▸ Reading passage:
▬▬▬▬▬▬
This is ESCI's 1/48 scale  SAAB Viggen. The camo scheme was just too cool not to try. It is a shame that this kit has been out of production for some time.

Of course, Advanced Modelers' Syndrome struck and I couldn't just build it straight from the box.

 

 

Construction

 

I decided that recessed panel lines would be nice, so I rescribed the kit using a TriMaster scribing tool. With that completed, I set to work on the cockpit. I scratchbuilt the seat and used photoetched odds and ends to detail the side consoles and front instrument panel.
▬▬▬▬▬▬
▸ Data to process:
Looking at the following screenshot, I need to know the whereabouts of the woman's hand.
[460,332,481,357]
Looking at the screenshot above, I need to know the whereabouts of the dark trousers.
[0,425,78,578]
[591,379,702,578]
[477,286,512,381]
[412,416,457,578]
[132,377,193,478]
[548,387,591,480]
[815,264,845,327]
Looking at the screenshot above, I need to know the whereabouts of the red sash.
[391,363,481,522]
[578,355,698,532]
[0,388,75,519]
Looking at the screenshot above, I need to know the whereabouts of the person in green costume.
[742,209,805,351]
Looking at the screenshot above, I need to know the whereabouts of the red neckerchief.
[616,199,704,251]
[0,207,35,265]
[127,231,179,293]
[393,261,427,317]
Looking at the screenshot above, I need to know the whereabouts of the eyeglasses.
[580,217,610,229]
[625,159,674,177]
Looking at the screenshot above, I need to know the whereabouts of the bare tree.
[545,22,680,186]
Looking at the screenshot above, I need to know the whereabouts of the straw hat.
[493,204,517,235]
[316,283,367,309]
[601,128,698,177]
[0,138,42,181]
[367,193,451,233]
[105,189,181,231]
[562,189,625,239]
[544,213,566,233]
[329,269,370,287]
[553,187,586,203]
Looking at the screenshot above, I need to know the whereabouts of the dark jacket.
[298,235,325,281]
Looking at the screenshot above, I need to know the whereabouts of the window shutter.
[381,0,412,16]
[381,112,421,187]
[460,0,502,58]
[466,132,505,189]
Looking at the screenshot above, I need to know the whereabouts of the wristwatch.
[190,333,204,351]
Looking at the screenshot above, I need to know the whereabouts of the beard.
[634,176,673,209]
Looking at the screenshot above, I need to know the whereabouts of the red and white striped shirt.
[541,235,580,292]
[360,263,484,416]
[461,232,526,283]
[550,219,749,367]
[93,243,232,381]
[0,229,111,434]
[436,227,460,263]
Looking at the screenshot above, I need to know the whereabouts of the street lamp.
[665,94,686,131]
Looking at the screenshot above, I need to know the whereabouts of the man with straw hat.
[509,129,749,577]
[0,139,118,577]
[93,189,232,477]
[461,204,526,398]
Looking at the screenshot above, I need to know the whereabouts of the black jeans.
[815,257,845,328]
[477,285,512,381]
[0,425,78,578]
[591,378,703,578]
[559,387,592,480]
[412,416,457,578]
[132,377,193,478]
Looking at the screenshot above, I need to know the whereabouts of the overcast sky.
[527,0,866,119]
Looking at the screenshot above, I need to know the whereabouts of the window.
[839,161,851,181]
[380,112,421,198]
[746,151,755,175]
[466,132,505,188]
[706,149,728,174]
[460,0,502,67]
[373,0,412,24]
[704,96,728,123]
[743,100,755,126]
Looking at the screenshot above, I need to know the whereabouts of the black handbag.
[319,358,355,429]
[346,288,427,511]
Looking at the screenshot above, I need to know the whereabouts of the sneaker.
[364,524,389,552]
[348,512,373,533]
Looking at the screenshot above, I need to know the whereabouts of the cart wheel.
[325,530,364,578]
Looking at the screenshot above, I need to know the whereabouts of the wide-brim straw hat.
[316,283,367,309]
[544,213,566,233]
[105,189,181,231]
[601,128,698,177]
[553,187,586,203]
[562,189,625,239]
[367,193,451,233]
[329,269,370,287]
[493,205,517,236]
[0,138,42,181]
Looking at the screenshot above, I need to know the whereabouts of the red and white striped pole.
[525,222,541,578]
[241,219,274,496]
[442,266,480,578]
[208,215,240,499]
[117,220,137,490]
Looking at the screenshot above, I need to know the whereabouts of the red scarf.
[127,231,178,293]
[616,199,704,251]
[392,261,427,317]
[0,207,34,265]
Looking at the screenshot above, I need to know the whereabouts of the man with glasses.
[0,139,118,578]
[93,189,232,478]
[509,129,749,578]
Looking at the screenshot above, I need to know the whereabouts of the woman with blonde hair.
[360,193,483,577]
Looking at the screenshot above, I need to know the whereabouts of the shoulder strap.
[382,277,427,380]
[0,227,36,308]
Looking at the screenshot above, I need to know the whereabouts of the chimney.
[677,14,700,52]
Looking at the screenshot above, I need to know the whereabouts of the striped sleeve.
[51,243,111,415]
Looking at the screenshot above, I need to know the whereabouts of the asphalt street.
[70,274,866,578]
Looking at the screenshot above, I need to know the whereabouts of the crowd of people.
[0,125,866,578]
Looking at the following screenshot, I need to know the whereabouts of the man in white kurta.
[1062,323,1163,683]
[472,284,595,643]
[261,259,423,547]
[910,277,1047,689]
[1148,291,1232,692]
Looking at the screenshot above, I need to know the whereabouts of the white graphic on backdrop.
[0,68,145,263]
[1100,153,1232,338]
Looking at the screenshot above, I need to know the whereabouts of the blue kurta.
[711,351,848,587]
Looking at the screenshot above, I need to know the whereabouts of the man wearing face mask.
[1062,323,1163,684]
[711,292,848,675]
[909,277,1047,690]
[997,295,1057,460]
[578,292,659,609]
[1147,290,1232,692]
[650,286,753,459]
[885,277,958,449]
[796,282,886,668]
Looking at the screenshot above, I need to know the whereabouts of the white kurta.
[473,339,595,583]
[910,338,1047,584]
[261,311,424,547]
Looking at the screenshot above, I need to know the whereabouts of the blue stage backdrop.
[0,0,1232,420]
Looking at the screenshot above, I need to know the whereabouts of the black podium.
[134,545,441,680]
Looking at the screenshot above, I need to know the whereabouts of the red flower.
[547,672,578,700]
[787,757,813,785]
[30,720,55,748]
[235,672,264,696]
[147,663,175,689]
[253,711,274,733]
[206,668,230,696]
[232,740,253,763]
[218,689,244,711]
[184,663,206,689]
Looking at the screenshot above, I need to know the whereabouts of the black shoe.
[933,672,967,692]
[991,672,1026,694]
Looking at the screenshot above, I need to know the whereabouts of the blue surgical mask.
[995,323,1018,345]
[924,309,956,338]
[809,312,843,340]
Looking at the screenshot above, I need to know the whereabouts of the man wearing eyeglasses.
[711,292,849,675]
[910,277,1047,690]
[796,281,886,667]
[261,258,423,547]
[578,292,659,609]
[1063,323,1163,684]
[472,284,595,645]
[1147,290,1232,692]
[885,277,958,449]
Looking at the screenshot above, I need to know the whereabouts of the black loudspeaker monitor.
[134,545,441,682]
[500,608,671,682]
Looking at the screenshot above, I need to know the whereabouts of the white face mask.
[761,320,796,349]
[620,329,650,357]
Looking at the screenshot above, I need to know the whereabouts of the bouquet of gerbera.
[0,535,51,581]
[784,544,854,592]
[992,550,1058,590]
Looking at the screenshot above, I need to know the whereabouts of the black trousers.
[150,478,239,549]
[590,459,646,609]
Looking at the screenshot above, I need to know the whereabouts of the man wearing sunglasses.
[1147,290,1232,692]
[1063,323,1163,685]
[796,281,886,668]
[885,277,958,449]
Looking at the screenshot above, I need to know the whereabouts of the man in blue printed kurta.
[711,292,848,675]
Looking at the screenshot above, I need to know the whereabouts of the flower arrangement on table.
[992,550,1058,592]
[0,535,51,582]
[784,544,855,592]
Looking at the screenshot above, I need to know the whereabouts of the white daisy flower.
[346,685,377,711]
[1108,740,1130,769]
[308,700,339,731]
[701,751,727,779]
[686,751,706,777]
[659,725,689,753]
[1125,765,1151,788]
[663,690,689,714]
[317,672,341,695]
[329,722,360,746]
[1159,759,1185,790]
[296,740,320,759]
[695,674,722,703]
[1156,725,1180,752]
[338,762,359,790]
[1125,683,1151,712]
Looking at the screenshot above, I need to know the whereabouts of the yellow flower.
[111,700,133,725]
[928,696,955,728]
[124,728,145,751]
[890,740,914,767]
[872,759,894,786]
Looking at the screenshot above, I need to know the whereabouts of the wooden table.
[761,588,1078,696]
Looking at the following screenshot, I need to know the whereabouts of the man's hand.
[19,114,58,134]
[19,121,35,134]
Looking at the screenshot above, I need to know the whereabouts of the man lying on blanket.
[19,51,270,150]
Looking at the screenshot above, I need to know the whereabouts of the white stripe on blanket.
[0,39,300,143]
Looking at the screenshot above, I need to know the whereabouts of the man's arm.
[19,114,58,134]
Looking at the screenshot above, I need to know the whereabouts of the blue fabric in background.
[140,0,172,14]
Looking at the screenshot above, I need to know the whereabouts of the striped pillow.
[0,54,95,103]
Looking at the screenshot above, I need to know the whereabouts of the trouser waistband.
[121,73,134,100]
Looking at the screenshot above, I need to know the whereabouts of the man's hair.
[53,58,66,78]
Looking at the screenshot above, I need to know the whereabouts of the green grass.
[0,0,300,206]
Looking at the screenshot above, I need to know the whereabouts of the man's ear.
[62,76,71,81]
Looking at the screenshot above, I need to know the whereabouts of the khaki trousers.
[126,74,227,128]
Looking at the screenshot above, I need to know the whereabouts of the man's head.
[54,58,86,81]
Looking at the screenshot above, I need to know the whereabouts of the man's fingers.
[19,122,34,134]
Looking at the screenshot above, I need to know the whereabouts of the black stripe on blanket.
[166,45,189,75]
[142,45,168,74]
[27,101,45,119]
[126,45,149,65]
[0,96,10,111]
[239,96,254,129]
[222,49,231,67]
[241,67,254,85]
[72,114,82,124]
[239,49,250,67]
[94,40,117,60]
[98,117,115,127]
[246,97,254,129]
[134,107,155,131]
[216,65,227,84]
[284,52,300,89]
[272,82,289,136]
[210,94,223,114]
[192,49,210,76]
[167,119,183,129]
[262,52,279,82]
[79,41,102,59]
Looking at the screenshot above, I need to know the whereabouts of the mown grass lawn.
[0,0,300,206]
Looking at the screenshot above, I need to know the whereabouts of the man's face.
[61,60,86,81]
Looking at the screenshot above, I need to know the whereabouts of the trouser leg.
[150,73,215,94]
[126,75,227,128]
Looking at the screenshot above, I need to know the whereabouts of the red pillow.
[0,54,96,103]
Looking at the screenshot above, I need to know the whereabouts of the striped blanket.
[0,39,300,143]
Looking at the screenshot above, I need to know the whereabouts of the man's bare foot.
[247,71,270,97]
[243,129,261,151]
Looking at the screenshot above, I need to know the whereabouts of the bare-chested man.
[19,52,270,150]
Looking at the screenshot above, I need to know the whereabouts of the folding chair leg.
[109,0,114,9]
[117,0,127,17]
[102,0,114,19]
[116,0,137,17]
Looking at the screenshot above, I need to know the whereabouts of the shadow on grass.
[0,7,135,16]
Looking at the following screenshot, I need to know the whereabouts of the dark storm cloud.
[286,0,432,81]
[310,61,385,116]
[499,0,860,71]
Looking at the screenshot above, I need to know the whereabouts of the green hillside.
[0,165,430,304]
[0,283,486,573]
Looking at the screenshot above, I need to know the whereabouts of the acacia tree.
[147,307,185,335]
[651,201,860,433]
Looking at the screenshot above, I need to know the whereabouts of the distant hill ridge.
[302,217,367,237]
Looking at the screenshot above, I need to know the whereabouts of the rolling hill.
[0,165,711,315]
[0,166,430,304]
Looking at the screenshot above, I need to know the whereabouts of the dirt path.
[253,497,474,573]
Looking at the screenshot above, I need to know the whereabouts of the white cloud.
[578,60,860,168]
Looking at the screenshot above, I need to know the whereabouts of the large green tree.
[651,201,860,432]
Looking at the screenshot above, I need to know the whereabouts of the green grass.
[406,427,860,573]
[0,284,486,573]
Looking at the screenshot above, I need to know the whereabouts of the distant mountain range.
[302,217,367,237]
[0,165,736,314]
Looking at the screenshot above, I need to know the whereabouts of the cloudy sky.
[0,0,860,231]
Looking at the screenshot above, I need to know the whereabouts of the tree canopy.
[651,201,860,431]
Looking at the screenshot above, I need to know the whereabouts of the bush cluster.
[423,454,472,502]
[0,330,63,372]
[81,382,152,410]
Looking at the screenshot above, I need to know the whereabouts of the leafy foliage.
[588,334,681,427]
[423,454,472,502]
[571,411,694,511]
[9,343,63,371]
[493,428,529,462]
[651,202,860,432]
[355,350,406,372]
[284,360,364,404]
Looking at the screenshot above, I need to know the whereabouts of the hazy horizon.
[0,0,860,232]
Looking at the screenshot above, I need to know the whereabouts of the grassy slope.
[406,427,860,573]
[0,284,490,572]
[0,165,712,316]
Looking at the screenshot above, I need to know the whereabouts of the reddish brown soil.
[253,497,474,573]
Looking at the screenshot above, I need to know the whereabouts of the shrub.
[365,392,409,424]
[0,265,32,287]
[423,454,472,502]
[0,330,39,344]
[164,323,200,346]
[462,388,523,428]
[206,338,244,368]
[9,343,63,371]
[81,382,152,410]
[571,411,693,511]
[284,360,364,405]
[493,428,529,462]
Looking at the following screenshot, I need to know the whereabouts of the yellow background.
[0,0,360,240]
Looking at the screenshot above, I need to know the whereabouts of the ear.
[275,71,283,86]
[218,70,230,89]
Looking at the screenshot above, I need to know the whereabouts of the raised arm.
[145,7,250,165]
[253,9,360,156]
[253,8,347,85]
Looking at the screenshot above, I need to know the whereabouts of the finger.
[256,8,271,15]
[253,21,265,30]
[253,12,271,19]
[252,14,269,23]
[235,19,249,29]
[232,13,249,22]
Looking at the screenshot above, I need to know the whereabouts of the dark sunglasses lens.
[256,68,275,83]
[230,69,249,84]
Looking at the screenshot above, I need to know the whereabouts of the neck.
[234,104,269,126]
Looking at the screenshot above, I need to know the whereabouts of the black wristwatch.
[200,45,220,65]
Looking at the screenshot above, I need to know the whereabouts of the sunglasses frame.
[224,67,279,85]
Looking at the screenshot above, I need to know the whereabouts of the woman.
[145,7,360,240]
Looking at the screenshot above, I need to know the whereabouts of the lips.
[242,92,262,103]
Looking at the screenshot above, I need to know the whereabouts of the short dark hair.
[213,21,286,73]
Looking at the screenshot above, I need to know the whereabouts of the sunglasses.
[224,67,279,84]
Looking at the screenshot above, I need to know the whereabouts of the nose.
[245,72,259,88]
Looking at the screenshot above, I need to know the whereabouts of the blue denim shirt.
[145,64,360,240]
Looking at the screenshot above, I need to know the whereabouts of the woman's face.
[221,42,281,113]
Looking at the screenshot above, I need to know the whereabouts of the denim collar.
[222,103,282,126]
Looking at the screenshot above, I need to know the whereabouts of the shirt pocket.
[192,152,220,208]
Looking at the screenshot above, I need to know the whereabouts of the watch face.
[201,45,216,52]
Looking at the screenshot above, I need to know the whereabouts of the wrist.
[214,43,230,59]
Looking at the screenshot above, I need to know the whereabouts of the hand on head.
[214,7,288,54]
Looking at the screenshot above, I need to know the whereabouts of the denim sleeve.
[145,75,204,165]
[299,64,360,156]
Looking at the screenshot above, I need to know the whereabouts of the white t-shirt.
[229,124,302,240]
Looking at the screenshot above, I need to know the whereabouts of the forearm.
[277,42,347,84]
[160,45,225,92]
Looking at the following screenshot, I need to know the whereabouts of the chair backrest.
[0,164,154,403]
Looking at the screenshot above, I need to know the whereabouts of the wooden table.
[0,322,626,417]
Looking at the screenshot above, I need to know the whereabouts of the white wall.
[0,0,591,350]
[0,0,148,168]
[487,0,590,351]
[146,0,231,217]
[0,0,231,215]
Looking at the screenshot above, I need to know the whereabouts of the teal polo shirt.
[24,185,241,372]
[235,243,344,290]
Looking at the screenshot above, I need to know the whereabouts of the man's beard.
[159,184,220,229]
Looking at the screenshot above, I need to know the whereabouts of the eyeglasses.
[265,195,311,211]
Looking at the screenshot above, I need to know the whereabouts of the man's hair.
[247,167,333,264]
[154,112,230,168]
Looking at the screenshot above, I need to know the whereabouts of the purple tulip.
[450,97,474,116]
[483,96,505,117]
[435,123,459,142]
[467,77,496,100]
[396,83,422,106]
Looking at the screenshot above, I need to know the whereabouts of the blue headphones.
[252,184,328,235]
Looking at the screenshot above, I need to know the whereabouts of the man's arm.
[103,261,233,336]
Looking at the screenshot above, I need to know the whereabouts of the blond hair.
▬▬▬▬▬▬
▸ What you need to do:
A) Rewrite the rows between the line holding "the overcast sky." and the line holding "[346,288,427,511]", inclusive, as a two-column CSV with the headers request and location. Give one line per request, with its wording and its answer each in a single quoted field and any line breaks replaced by spaces.
B) Extend the text about building the 1/48 scale SAAB Viggen kit, picking up after its final sentence.
The rows have no connection to the text about the model build.

▸ The responses:
A)
request,location
"Looking at the screenshot above, I need to know the whereabouts of the overcast sky.","[527,0,866,119]"
"Looking at the screenshot above, I need to know the whereabouts of the window.","[839,161,851,181] [380,112,421,198] [746,151,755,175] [466,132,505,188] [706,149,728,174] [460,0,502,67] [373,0,412,24] [704,96,728,123] [743,100,755,126]"
"Looking at the screenshot above, I need to know the whereabouts of the black handbag.","[319,358,355,429] [346,288,427,511]"

B)
The next decision was to convert the model into the fighter version. My references were scarce on the Viggen, so I had to work off of pictures that I had in books. I increased the width of the tail section by adding a styrene piece to the leading edge and then shaping it. That also created the dog-tooth edge I needed. I repositioned the pitot tube from on top of the tail to midway down. From there, I added the antenna that goes behind the rudder and scratchbuilt the gun pack on the belly of the plane. I also wasn't quite satisfied with the engine area or the wheels. I cut open what I assumed to be the thrust reverser and positioned the three section open. Then I robbed the flame holder section from a derelict ESCI F-104 and fit it into the fuselage section.

For the wheels, I looked through all of the True Details sets at my local hobby store. Amazingly, the F-4B/N wheel set looks remarkably similar to the Viggen wheels, so on they went.

 

 

Painting and Markings

 

With the basic construction finished, now came the really fun part. I blew up the camouflage pattern from the instruction sheet on a photo copier so that it was in 1/48 scale.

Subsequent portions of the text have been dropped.